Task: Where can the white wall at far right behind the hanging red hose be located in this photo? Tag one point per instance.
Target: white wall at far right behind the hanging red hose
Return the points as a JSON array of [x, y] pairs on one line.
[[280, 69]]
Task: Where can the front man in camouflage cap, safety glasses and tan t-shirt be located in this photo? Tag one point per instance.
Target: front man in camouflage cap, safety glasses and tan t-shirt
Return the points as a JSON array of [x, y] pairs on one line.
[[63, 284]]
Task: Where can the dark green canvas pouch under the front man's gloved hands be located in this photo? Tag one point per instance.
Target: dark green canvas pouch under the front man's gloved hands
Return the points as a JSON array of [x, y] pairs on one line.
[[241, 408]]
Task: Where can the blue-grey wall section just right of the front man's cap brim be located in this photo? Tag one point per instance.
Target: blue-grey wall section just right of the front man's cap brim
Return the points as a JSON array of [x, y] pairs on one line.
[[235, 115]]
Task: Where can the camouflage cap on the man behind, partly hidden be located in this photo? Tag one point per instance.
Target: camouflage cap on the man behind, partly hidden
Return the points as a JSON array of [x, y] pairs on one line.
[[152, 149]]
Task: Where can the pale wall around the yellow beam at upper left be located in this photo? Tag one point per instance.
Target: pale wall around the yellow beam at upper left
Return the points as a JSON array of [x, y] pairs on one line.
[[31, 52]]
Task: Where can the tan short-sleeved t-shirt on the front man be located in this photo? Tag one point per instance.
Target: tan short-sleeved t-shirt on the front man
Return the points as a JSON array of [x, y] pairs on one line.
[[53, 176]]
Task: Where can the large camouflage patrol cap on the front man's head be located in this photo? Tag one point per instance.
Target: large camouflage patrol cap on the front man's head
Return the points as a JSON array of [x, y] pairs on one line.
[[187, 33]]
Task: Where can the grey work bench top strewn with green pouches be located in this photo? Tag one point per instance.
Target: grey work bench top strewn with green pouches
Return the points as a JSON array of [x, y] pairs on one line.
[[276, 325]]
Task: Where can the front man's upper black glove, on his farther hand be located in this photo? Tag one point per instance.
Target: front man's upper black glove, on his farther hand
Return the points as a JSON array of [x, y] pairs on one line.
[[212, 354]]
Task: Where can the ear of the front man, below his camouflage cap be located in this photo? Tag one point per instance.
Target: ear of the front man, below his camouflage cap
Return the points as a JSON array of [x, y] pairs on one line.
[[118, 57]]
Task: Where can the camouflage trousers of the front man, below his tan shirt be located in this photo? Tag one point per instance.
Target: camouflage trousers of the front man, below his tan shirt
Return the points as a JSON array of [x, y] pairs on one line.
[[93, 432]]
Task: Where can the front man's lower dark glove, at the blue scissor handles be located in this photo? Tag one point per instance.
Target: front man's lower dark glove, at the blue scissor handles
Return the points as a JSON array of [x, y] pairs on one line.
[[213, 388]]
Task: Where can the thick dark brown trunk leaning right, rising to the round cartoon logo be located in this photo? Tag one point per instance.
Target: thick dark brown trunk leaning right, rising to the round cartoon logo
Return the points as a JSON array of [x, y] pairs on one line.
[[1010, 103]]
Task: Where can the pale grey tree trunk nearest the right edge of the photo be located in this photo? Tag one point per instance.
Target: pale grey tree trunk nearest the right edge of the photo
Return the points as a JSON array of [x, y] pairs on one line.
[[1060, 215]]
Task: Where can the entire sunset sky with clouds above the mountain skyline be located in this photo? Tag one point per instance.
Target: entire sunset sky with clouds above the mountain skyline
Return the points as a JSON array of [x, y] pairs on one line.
· · · ·
Aim of the task => Your reply must consist of the entire listing, repeated word for word.

Answer to this task =>
Task: Where can the white wall at far right behind the hanging red hose be located in this photo? Tag one point per instance.
Target: white wall at far right behind the hanging red hose
Return the points as a JSON array of [x, y] pairs on one line.
[[280, 69]]
Task: Where can the front man in camouflage cap, safety glasses and tan t-shirt be located in this photo? Tag one point per instance.
Target: front man in camouflage cap, safety glasses and tan t-shirt
Return the points as a JSON array of [x, y] pairs on one line.
[[63, 284]]
Task: Where can the dark green canvas pouch under the front man's gloved hands be located in this photo? Tag one point per instance.
Target: dark green canvas pouch under the front man's gloved hands
Return the points as a JSON array of [x, y] pairs on one line.
[[241, 408]]
Task: Where can the blue-grey wall section just right of the front man's cap brim be located in this photo? Tag one point per instance.
Target: blue-grey wall section just right of the front man's cap brim
Return the points as a JSON array of [x, y] pairs on one line.
[[235, 115]]
Task: Where can the camouflage cap on the man behind, partly hidden be located in this photo? Tag one point per instance.
Target: camouflage cap on the man behind, partly hidden
Return the points as a JSON array of [x, y] pairs on one line.
[[152, 149]]
Task: Where can the pale wall around the yellow beam at upper left be located in this photo? Tag one point per instance.
Target: pale wall around the yellow beam at upper left
Return the points as a JSON array of [x, y] pairs on one line.
[[31, 52]]
Task: Where can the tan short-sleeved t-shirt on the front man be located in this photo? Tag one point per instance.
Target: tan short-sleeved t-shirt on the front man
Return the points as a JSON array of [x, y] pairs on one line.
[[53, 176]]
Task: Where can the large camouflage patrol cap on the front man's head be located in this photo? Tag one point per instance.
Target: large camouflage patrol cap on the front man's head
Return the points as a JSON array of [x, y] pairs on one line.
[[187, 33]]
Task: Where can the grey work bench top strewn with green pouches be located in this photo? Tag one point per instance.
Target: grey work bench top strewn with green pouches
Return the points as a JSON array of [x, y] pairs on one line.
[[276, 325]]
Task: Where can the front man's upper black glove, on his farther hand be located in this photo? Tag one point per instance.
Target: front man's upper black glove, on his farther hand
Return the points as a JSON array of [x, y] pairs on one line.
[[212, 354]]
Task: Where can the ear of the front man, below his camouflage cap be located in this photo? Tag one point per instance.
Target: ear of the front man, below his camouflage cap
Return the points as a JSON array of [x, y] pairs on one line.
[[118, 57]]
Task: Where can the camouflage trousers of the front man, below his tan shirt be located in this photo? Tag one point per instance.
Target: camouflage trousers of the front man, below his tan shirt
Return the points as a JSON array of [x, y] pairs on one line.
[[93, 432]]
Task: Where can the front man's lower dark glove, at the blue scissor handles be located in this photo? Tag one point per instance.
Target: front man's lower dark glove, at the blue scissor handles
Return the points as a JSON array of [x, y] pairs on one line.
[[213, 388]]
Task: Where can the thick dark brown trunk leaning right, rising to the round cartoon logo be located in this photo? Tag one point per instance.
Target: thick dark brown trunk leaning right, rising to the round cartoon logo
Return the points as a JSON array of [x, y] pairs on one line.
[[1010, 103]]
Task: Where can the pale grey tree trunk nearest the right edge of the photo be located in this photo? Tag one point per instance.
Target: pale grey tree trunk nearest the right edge of the photo
Return the points as a JSON array of [x, y] pairs on one line.
[[1060, 215]]
Task: Where can the entire sunset sky with clouds above the mountain skyline be located in this photo? Tag one point per instance.
Target: entire sunset sky with clouds above the mountain skyline
Return the points as a JSON array of [x, y] pairs on one line.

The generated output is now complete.